→ TASK DESCRIPTION
Start with the first line of the records below. Output each line exactly, ending with the one that contains "of the group".
+--
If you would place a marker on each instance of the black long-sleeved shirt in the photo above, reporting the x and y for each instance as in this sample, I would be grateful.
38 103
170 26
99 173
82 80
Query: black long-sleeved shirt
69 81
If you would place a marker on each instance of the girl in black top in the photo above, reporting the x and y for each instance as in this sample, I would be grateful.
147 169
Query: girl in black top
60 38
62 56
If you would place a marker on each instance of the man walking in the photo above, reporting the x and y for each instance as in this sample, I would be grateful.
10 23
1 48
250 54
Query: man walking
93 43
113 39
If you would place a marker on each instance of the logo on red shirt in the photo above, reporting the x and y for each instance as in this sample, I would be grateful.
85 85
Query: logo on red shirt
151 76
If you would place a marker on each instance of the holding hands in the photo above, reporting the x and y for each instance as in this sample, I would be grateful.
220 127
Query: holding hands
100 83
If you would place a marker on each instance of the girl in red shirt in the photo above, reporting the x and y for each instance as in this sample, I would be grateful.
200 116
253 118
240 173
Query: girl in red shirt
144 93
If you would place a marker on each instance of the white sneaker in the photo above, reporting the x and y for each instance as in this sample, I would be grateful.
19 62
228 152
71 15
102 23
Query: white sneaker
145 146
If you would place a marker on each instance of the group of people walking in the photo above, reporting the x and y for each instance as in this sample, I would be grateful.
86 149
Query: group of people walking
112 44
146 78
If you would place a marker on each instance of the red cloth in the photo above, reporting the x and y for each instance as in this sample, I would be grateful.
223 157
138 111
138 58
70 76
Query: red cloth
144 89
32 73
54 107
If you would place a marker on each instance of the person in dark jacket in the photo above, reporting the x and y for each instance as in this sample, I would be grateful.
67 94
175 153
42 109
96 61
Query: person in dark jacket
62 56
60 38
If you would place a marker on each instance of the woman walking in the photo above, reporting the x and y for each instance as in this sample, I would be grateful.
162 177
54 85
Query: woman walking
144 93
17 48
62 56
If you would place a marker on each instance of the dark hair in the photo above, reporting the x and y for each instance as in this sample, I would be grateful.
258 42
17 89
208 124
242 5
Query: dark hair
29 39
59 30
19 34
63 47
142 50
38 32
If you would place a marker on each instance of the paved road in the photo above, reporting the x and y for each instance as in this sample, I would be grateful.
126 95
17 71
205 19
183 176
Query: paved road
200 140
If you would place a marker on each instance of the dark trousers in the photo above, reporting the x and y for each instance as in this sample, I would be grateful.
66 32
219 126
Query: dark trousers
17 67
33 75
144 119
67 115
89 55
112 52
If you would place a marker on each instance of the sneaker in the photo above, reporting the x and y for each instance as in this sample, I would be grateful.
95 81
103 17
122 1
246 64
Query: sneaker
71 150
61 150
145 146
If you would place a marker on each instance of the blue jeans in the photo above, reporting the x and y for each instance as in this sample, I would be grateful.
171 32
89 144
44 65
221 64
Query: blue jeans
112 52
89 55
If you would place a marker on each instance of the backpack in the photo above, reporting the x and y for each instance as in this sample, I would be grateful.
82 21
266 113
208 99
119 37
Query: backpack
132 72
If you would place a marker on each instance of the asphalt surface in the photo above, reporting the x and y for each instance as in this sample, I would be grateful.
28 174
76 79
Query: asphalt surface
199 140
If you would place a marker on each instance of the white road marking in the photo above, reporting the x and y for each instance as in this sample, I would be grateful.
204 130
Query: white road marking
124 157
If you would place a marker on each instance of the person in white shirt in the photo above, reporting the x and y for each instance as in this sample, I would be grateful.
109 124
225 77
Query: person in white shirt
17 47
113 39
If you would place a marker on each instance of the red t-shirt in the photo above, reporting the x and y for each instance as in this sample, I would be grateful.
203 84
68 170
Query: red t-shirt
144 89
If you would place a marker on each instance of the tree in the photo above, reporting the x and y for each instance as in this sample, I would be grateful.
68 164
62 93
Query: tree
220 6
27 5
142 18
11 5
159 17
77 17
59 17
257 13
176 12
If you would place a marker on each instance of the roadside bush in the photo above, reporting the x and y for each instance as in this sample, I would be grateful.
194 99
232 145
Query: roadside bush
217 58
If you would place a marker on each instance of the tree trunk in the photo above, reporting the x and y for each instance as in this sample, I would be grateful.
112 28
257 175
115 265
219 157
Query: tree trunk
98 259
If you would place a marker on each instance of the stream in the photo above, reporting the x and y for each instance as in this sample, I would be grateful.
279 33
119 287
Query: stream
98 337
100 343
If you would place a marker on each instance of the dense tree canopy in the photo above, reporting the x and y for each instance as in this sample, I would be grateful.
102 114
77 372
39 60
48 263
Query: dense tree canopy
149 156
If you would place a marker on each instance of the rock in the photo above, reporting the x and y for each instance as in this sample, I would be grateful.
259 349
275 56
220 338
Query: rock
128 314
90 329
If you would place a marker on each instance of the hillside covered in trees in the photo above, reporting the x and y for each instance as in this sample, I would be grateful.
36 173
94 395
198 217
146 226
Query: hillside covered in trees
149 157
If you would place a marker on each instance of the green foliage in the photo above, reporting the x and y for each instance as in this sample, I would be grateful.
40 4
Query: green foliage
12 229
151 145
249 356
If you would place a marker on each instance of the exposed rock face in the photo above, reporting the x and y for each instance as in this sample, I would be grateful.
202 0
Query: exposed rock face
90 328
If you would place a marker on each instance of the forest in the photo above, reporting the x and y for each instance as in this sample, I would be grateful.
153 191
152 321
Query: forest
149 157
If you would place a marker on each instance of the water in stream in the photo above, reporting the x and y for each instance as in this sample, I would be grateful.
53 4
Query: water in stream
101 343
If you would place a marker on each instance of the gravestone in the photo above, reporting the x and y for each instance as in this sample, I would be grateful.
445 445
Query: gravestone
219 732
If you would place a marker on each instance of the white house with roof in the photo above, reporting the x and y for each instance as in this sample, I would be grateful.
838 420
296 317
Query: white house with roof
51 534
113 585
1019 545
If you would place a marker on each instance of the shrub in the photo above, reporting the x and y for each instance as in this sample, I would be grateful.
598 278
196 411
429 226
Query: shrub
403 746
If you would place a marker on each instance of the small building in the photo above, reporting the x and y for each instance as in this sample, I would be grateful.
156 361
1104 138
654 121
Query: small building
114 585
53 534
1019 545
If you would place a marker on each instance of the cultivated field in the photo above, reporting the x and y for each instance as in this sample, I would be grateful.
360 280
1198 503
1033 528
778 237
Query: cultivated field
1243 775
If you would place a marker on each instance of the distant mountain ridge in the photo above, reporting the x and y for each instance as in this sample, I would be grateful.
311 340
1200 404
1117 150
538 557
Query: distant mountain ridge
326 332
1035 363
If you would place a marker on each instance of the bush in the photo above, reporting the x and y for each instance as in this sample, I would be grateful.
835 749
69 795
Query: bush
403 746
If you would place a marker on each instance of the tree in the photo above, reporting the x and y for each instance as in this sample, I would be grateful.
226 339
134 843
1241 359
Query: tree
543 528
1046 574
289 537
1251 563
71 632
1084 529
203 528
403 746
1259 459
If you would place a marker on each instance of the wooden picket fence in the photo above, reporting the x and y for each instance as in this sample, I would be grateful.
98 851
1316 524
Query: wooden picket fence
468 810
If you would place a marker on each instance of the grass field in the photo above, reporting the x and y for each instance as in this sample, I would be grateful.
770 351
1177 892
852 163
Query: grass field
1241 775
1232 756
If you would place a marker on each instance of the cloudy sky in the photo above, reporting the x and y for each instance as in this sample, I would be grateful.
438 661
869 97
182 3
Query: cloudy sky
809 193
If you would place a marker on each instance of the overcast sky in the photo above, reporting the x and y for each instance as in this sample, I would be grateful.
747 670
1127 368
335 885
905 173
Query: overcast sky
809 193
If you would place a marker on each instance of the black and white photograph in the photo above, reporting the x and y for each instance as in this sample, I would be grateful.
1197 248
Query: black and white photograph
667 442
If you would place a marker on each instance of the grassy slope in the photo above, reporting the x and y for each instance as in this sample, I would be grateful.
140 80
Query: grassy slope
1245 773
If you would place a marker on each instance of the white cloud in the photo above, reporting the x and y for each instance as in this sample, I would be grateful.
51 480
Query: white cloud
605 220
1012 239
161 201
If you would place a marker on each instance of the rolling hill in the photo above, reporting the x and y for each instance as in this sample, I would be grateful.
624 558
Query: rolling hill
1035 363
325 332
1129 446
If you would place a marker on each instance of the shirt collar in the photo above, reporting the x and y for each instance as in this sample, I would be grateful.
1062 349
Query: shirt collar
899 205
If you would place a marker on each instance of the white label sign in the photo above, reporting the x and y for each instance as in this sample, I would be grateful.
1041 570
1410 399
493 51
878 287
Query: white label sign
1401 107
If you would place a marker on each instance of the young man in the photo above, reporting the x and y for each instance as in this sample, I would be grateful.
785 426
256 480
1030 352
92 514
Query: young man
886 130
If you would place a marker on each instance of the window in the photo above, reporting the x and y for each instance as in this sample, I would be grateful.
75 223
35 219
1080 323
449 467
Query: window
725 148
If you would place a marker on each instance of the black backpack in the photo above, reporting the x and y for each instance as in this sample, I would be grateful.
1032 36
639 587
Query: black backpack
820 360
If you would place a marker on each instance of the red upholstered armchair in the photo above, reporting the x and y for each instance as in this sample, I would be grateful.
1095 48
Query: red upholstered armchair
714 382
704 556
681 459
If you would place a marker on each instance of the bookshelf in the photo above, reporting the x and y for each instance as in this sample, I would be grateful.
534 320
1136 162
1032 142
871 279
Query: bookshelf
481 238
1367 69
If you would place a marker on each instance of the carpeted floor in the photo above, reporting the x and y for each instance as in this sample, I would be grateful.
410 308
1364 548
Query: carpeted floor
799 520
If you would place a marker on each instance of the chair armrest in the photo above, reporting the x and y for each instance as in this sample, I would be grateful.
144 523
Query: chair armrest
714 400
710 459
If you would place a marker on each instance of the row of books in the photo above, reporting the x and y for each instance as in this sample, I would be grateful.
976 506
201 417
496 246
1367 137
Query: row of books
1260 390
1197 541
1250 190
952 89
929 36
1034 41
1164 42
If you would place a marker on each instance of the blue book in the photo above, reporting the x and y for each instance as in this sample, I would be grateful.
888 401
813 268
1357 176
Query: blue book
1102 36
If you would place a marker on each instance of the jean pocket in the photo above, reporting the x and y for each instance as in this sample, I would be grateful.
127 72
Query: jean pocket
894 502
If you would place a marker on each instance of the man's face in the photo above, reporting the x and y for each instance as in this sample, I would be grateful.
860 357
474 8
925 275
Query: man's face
+--
→ RESULT OF THE EXERCISE
If you would place a marker on each instance of the black long-sleeved shirt in the photo above, reporting the x and y for each instance as in this sample, I would be grateful.
38 103
170 26
99 173
82 80
Query: black long-sleeved shirt
69 81
If you would place a marker on each instance of the girl in black top in the photo above, reporting the x and y for each instance as in this sample, I would be grateful.
147 169
Query: girl in black top
60 38
62 56
If you would place a marker on each instance of the man walking in the photo above, reporting the x and y for each instance as in this sample, I would be grateful.
10 23
1 48
250 54
Query: man walking
93 43
113 39
If you would place a marker on each instance of the logo on red shirt in the photo above, reporting the x and y for each instance as in this sample, I would be grateful.
85 85
Query: logo on red shirt
151 76
If you would place a marker on each instance of the holding hands in the photo above, reporting the x and y for each instance as in this sample, I would be grateful.
220 127
Query: holding hands
100 83
If you would place a marker on each instance of the girl in red shirt in the photo above, reporting the x and y for each instance as in this sample, I would be grateful.
200 116
253 118
240 173
Query: girl in red shirt
144 93
If you would place a marker on each instance of the white sneaker in the photo above, reporting the x and y for each instance as in this sample, I would be grateful.
19 62
228 152
71 15
102 23
Query: white sneaker
145 146
If you would place a marker on each instance of the group of people walking in the photo above, reporting the x and y for each instance as in this sample, I would be grateful.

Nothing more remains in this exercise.